===== Source information =====

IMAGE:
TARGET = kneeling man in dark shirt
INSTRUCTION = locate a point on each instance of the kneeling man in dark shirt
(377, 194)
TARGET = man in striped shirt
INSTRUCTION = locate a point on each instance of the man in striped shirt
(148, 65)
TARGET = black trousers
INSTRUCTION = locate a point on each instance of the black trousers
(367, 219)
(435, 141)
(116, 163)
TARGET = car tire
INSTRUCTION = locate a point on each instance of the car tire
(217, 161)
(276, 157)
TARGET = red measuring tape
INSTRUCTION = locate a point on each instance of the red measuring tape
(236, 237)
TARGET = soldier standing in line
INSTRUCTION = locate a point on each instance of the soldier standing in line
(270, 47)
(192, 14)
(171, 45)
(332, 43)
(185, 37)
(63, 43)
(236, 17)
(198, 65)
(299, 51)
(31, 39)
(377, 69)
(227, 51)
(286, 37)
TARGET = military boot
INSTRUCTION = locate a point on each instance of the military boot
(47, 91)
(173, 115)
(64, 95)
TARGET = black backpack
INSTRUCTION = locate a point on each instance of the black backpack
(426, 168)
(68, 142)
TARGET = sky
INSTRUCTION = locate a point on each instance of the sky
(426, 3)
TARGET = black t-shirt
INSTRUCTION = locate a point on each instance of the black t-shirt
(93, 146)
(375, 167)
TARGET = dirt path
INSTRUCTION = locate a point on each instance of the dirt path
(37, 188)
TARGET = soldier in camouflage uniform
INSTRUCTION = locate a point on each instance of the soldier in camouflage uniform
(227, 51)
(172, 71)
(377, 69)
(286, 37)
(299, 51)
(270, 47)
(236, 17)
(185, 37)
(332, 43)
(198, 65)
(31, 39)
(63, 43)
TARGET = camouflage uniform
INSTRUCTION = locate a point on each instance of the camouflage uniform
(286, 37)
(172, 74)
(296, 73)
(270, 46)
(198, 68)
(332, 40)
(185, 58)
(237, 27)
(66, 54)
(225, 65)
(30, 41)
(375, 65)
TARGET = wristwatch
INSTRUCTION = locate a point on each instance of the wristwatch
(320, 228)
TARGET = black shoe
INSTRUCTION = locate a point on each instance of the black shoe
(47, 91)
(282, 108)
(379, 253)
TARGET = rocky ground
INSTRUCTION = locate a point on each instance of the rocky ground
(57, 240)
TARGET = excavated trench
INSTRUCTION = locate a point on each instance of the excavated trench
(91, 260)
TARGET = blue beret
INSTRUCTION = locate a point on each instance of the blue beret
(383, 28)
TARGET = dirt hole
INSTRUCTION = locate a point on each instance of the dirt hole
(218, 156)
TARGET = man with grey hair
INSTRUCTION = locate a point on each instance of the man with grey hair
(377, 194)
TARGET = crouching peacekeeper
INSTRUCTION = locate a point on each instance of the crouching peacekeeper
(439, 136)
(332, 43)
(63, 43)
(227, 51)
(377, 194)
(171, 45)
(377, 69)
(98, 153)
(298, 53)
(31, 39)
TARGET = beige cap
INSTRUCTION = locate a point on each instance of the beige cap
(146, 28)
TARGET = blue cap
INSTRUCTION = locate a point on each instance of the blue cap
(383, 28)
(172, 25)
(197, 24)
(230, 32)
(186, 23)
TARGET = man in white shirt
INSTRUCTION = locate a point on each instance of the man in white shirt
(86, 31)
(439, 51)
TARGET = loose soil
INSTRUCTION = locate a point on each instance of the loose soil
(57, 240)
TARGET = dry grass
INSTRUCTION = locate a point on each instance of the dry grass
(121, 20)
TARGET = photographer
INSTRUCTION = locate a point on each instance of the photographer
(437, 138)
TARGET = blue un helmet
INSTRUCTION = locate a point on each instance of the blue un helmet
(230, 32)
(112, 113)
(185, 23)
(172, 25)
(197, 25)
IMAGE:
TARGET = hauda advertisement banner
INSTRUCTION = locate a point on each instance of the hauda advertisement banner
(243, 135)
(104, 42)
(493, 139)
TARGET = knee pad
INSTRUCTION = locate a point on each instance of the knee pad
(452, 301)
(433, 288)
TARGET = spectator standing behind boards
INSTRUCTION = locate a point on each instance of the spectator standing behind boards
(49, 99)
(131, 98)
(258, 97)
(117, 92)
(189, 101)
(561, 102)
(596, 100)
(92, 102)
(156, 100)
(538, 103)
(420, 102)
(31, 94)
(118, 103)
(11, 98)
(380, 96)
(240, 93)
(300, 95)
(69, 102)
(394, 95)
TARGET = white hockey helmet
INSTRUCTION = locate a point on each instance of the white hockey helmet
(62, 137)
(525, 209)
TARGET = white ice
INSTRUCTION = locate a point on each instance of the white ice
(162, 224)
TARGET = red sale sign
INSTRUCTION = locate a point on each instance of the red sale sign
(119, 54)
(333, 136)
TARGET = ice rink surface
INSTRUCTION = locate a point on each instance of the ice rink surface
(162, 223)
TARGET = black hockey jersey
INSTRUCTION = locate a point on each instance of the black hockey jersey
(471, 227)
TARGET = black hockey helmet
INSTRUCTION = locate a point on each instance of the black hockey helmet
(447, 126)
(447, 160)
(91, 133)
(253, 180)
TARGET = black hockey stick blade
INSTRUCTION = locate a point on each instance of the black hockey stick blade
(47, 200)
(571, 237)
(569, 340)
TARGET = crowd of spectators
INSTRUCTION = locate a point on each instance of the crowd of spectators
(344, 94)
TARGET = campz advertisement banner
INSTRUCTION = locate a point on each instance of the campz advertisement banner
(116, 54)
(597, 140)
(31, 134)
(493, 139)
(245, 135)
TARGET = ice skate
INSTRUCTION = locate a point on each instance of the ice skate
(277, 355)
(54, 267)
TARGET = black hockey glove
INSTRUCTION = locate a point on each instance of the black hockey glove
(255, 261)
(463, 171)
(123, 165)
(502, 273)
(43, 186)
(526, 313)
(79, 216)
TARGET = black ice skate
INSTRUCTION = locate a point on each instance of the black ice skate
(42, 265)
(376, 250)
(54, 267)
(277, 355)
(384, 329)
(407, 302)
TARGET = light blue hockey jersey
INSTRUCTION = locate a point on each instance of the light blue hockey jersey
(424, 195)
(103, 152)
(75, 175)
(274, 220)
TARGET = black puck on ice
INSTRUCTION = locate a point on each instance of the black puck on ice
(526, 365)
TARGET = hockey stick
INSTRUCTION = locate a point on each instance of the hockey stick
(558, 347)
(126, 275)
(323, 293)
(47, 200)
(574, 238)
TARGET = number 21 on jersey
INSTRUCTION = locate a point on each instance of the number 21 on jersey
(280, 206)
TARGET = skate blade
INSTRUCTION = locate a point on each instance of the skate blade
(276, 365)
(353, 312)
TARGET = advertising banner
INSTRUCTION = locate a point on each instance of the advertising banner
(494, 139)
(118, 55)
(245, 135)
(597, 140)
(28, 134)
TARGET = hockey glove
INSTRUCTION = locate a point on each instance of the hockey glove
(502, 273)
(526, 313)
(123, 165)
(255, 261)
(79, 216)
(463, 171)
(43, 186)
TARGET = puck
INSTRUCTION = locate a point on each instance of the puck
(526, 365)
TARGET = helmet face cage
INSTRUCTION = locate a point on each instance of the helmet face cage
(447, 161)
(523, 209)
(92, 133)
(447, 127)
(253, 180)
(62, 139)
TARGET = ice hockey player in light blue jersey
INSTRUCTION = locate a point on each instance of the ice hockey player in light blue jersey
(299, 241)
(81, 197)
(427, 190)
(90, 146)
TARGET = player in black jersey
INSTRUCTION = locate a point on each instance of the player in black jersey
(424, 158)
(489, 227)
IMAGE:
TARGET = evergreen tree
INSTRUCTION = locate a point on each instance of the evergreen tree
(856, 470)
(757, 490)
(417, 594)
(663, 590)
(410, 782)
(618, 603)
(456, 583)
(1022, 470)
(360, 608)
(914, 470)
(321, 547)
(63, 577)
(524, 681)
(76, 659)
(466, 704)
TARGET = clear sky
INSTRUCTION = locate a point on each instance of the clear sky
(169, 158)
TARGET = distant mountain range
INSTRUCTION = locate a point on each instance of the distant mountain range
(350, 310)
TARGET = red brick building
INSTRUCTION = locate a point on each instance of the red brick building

=====

**About this task**
Given the records above, reproduce precisely and only the lines between the line holding "INSTRUCTION = locate a point on each instance of the kneeling" and the line holding "TARGET = car tire", inclusive.

**Response box**
INSTRUCTION = locate a point on each instance of the kneeling man in dark shirt
(377, 194)
TARGET = man in striped shirt
INSTRUCTION = locate a point on each instance of the man in striped shirt
(148, 65)
TARGET = black trousers
INSTRUCTION = locate a point on each instance of the black trousers
(367, 219)
(435, 141)
(116, 163)
TARGET = car tire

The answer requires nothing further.